[[ Text block open ]]

One of the earth's most destructive forces is fire. When using it for a cookout, it is important to have a fire extinguisher handy. People who plan to use grills should also know how to properly control a fire. Thousands of fires are caused every year by smokers or grills, and there are also hundreds of injuries. Learn how to safely cut fuel supplies when necessary, how to call the fire department and how to extinguish fires quickly. One person should be in charge of watching the fire at all times. Also, learn how to treat burns properly with first aid.
Smoke contains cancer-causing substances, so it is best to avoid direct contact with it a much as possible. Stand a safe distance from the grill between tasks. People can also share grill duties to avoid having one person exposed to smoke for a prolonged period.

[[ Text block closed ]]
[[ Source information open ]]

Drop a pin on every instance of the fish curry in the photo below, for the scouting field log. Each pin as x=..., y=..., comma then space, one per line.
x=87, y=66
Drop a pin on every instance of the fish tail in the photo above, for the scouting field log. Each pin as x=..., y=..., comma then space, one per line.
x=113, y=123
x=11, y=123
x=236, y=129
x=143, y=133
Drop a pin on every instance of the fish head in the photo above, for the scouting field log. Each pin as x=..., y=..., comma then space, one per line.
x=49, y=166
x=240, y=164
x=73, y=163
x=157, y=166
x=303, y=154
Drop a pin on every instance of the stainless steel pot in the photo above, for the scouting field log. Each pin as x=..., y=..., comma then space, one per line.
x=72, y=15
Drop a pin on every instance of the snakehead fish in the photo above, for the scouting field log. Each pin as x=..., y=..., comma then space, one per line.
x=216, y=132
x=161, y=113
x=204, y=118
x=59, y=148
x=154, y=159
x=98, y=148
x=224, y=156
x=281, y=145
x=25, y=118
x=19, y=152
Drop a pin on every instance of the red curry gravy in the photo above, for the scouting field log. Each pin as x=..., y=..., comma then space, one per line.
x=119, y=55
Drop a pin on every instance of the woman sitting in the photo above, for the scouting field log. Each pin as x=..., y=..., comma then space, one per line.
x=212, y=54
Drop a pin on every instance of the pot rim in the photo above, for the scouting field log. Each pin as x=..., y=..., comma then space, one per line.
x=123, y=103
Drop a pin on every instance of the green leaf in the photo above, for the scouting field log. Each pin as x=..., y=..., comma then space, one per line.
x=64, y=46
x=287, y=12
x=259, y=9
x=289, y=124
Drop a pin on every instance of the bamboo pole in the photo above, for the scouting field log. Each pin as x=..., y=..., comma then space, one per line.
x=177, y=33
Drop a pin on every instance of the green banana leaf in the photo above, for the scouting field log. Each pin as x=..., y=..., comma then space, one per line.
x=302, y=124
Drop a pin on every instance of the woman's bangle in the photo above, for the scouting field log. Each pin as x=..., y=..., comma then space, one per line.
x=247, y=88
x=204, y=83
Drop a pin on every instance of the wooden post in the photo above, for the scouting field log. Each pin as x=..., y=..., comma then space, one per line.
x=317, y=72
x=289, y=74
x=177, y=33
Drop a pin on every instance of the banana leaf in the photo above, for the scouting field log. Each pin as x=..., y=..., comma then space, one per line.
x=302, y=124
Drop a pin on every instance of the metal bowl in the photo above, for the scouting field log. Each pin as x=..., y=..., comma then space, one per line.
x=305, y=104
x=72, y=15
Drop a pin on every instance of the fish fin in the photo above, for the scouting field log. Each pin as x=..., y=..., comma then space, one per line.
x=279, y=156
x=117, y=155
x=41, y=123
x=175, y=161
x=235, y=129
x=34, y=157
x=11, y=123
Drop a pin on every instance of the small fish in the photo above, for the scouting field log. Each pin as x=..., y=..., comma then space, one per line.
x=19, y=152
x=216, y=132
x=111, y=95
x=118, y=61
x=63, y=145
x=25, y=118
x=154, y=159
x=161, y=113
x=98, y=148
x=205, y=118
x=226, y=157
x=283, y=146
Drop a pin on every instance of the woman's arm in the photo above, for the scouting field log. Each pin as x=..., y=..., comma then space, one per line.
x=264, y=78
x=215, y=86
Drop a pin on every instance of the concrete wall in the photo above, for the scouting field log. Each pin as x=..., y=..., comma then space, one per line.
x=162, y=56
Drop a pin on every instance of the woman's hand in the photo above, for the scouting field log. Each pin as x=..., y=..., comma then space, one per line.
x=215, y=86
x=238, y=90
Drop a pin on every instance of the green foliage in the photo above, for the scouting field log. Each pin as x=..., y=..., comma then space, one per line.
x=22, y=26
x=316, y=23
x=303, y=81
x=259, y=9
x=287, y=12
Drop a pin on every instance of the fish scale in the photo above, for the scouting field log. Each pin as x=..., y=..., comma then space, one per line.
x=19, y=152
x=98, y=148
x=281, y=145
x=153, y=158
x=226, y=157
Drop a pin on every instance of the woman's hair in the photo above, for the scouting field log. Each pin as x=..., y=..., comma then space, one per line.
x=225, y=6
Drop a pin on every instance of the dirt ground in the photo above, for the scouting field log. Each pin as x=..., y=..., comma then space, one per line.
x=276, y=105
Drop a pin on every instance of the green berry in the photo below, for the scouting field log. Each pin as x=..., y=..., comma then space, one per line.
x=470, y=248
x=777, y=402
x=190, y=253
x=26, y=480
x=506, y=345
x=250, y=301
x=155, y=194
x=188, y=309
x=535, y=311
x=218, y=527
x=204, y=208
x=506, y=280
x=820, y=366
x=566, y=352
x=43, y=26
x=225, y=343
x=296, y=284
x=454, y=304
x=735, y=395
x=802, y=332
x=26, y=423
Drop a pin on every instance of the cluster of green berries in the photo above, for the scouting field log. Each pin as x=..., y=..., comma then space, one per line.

[[ Source information closed ]]

Task objective
Can you print, word for word, the part of the grill safety text that begins at "Smoke contains cancer-causing" and stops after "a prolonged period."?

Written answer
Smoke contains cancer-causing substances, so it is best to avoid direct contact with it a much as possible. Stand a safe distance from the grill between tasks. People can also share grill duties to avoid having one person exposed to smoke for a prolonged period.